A vocação de diversão do cinema produziu efeitos ao nível da materialidade (e também da transfiguração) dos e nos filmes. Divertir quer dizer desviar a atenção, captá-la, capturá-la. No musical americano, o espaço é muitas vezes transfigurado por uma alegre imaginação. Como em Serenata à Chuva (Singin’ in the Rain, 1952), onde uma sala fechada se transforma numa paisagem infinita de linhas concorrentes. O movimento dinâmico da câmara acompanha quem dança, Gene Kelly e Cyd Charisse, transfigura o espaço e trabalha a materialidade através da composição das cores, dos traços, dos cenários, da luz, do guarda-roupa.
A materialidade é uma propriedade relacionada com equações das sensações. Em O Convento (1995), Manoel de Oliveira cria um jogo dramático entre as personagens interpretadas por Catherine Deneuve e John Malkovich de portas que fecham e abrem, de luzes que acendem e apagam, que é, em simultâneo, um jogo material e de materiais. O som das portas a baterem, a obscuridade da fotografia, a montagem alternada definem espaços comunicantes num espaço imaginário, imaginado. Tudo depende de rígidas marcações e das energias que geram: os planos fixos, os movimentos e olhares da actriz e do actor no interior dos enquadramentos.

● **Dados fornecidos**:
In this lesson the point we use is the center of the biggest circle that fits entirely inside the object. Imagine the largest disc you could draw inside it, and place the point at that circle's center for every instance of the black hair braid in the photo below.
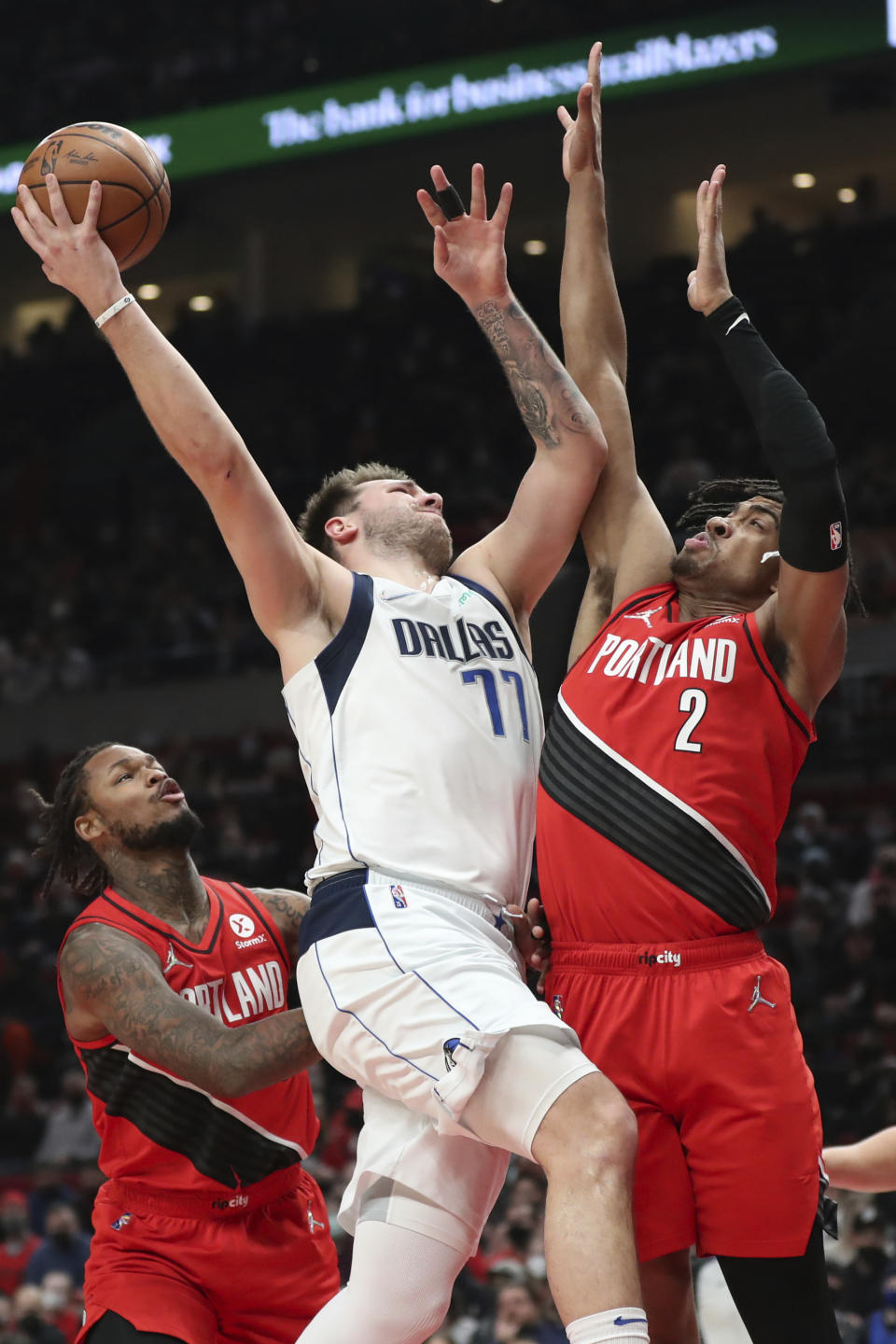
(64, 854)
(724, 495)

==

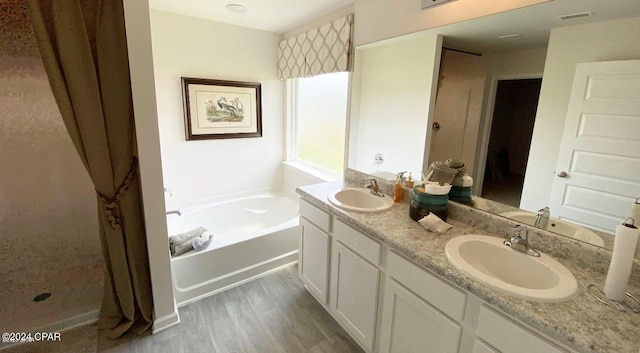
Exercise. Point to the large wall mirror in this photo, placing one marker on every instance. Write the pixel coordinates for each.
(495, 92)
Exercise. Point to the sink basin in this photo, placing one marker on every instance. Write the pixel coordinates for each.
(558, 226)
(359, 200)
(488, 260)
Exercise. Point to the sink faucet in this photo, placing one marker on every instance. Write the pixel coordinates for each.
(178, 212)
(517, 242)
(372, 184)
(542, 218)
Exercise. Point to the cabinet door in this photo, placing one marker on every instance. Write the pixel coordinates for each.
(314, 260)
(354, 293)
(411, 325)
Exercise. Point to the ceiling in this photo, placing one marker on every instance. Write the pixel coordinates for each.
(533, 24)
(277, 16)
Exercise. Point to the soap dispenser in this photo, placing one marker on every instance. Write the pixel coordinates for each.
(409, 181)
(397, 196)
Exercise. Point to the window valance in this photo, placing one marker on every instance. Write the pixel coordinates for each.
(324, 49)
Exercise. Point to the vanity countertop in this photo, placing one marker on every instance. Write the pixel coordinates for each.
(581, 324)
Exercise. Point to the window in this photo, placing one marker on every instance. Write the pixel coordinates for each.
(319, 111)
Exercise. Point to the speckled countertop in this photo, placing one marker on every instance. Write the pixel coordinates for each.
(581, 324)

--

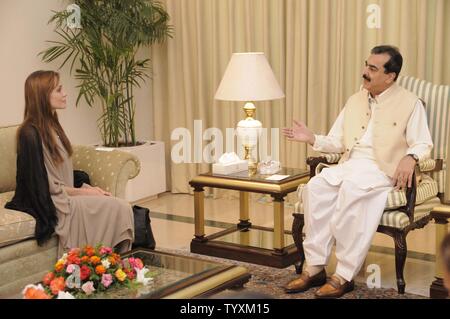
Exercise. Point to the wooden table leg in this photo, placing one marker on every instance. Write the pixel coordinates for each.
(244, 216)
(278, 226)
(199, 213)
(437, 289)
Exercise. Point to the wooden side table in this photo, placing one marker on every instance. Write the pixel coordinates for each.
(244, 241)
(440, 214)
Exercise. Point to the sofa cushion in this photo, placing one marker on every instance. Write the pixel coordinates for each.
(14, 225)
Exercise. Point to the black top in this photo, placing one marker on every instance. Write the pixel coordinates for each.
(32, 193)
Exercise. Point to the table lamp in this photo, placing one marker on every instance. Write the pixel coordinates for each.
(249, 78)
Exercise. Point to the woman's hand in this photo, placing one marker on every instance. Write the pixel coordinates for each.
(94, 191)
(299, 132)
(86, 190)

● **As suas tarefas**:
A. Segundo o texto sobre a materialidade no cinema, que atores interpretam as personagens de O Convento?
B. Prossiga o texto sobre a materialidade no cinema a partir da última frase apresentada.

● **Resultados do exercício**:
A. Catherine Deneuve e John Malkovich.

B.
A riqueza visual e narrativa dos filmes realizados pelo italo-americano Martin Scorsese permitem identificar outros aspectos da textura dos filmes. Da ritualização da violência social em Taxi Driver (1976) à lógica de espectáculo usada para filmar Las Vegas, há uma atitude fundamental na definição dos lugares. As vistas aéreas, a energia da montagem, a cadência das vozes: em Casino (1995), Las Vegas, a “capital mundial do entretenimento”, a “cidade do pecado”, é filmada como uma ilha que só ganha verdadeiro sentido quando está iluminada com luzes intensas e cores berrantes, rodeada pelo imenso deserto.